To be done:
All of the entries need to be written out again, exactly as they are.
BEGIN The input
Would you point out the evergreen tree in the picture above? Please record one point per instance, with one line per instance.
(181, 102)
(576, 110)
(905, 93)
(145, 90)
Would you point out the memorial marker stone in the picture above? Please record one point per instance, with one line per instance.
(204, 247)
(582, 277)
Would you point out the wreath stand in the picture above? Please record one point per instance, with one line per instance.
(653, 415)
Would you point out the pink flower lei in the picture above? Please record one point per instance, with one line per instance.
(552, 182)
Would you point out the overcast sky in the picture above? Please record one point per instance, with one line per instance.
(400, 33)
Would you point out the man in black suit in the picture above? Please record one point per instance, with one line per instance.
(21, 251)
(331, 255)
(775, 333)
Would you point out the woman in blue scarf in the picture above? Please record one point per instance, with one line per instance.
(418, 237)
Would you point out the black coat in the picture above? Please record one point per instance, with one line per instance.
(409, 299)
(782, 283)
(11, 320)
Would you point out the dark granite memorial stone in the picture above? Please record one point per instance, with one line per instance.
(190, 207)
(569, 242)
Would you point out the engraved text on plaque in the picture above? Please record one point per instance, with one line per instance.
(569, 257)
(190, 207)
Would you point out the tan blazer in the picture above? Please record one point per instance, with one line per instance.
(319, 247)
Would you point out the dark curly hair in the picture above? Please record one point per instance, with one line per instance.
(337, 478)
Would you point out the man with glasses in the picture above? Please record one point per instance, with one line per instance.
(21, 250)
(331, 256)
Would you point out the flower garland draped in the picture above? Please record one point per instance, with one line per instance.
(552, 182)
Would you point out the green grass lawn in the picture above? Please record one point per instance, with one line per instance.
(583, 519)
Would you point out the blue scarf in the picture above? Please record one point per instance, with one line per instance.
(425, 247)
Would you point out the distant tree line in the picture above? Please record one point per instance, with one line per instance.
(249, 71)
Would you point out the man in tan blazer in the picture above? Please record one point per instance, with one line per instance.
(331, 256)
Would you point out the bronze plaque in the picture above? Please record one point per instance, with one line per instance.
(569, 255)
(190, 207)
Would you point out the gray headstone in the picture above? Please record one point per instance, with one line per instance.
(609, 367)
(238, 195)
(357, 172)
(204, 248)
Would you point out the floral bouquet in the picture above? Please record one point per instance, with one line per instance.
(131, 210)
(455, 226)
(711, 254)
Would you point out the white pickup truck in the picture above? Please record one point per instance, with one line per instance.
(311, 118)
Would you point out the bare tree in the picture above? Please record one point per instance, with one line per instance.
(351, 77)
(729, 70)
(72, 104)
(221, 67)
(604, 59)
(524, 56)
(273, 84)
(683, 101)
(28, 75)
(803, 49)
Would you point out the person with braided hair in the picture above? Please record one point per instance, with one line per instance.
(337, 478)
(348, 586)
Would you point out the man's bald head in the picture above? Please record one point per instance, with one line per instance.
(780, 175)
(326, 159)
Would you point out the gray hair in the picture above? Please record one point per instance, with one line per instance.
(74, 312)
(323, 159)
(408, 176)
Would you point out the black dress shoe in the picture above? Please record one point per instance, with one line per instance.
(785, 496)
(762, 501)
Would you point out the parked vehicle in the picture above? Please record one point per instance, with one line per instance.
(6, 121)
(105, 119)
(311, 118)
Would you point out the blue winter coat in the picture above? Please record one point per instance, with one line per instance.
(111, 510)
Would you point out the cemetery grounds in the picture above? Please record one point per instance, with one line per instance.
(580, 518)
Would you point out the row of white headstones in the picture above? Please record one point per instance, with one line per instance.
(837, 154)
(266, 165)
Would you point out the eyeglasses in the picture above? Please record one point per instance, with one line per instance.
END The input
Exercise solution:
Would you point out the evergreen tree in the picture above? Please record one point per instance, with one line per instance.
(181, 102)
(576, 110)
(905, 93)
(145, 90)
Would you point out the memorial marker stone in the picture above? Please record one point per instance, with one line per instance.
(204, 247)
(582, 277)
Would you point out the wreath stand in the picture above? Please record one point per instance, with one line per instance.
(653, 415)
Would you point out the pink flower lei in the picture above? Please record one point per instance, with one line per instance.
(552, 182)
Would you point out the overcast sky in the picture above? Please record one point per instance, with one line per instance.
(400, 33)
Would you point out the man in black suit in the picture above? Please record one point per instance, with one line per instance.
(21, 251)
(331, 255)
(775, 333)
Would you point out the woman in blue scarf in the picture above? Please record one point per instance, with one line per instance.
(418, 237)
Would you point out the black coat in the picture above? Please record one point per instance, with one line per instance.
(409, 299)
(782, 283)
(11, 320)
Would you point out the dark granite memorial stone in the picture above? Please record one point per instance, with one line per instance.
(190, 207)
(569, 242)
Would you point out the engraved text on plaque in the picture above? Please record one point per instance, with one line per instance.
(569, 257)
(190, 207)
Would you point out the tan blazer in the picture above? Please record one point per instance, with one line per instance.
(319, 247)
Would you point out the dark curly hair in the picture above? Please record one point per instance, with one line per instance.
(337, 478)
Would you point out the man with glasses in the picture above? Please record one point per instance, with one line per instance.
(21, 250)
(331, 256)
Would you point out the flower garland draped in the picture above? Please record one point per instance, with one line per instance.
(552, 182)
Would you point out the green grass lawn in the picture above? Please record one point per instance, with one line per instance.
(583, 519)
Would you point out the blue scarf in the picture above? Please record one point per instance, with one line per instance.
(425, 247)
Would you point out the distant tree line in the picture above? Please record one point per instance, with one line per instance.
(249, 71)
Would you point out the man in tan blazer in the picture above? Please record one point per instance, with one line per instance.
(331, 256)
Would you point out the bronze plaque in the picture above? Please record one point per instance, with one line per instance.
(569, 255)
(190, 207)
Would you point out the gray headstone in the picture above? Please record one point per instance, with one line per instance.
(609, 367)
(238, 195)
(357, 172)
(204, 248)
Would you point out the floral bouquet in the picture above? Please record one point per instance, with one line per instance.
(131, 210)
(455, 226)
(711, 254)
Would you point out the white pickup truck in the picture above? Please record one point per instance, with one line per instance.
(311, 118)
Would you point out the bare tree in the picture above? Please record one point per instance, with one line per instance.
(351, 77)
(729, 70)
(72, 104)
(221, 67)
(604, 59)
(524, 56)
(273, 84)
(683, 101)
(28, 75)
(803, 49)
Would you point out the person with braided hair in the picture above? Please record one point per instance, with one line per instance.
(337, 478)
(348, 586)
Would you point out the man's bald head in the picture above? Please record one point per instance, with one line per instance.
(780, 175)
(326, 159)
Would you point out the gray hair in the picture above? Please record one point per instance, with one line per instance.
(74, 312)
(323, 159)
(408, 176)
Would you point out the black dress shoe in the picture above? Please record one point per instance, with one line per instance.
(785, 496)
(762, 501)
Would you point out the parked vehicle in the picture above? Please record one point per instance, with one line per instance.
(6, 121)
(105, 119)
(311, 118)
Would you point out the blue winter coat in the picture above? Please record one point per instance, with one line per instance.
(111, 510)
Would you point out the cemetery grounds in the picture above? Please record one point per instance, with one line per instance.
(580, 518)
Would you point out the row of white headstones in the picture above? Please record one point per instance, with one line per instance.
(837, 154)
(266, 165)
Would you point out the eyeglasses in the picture above? Please record one point per instance, with one line per instance.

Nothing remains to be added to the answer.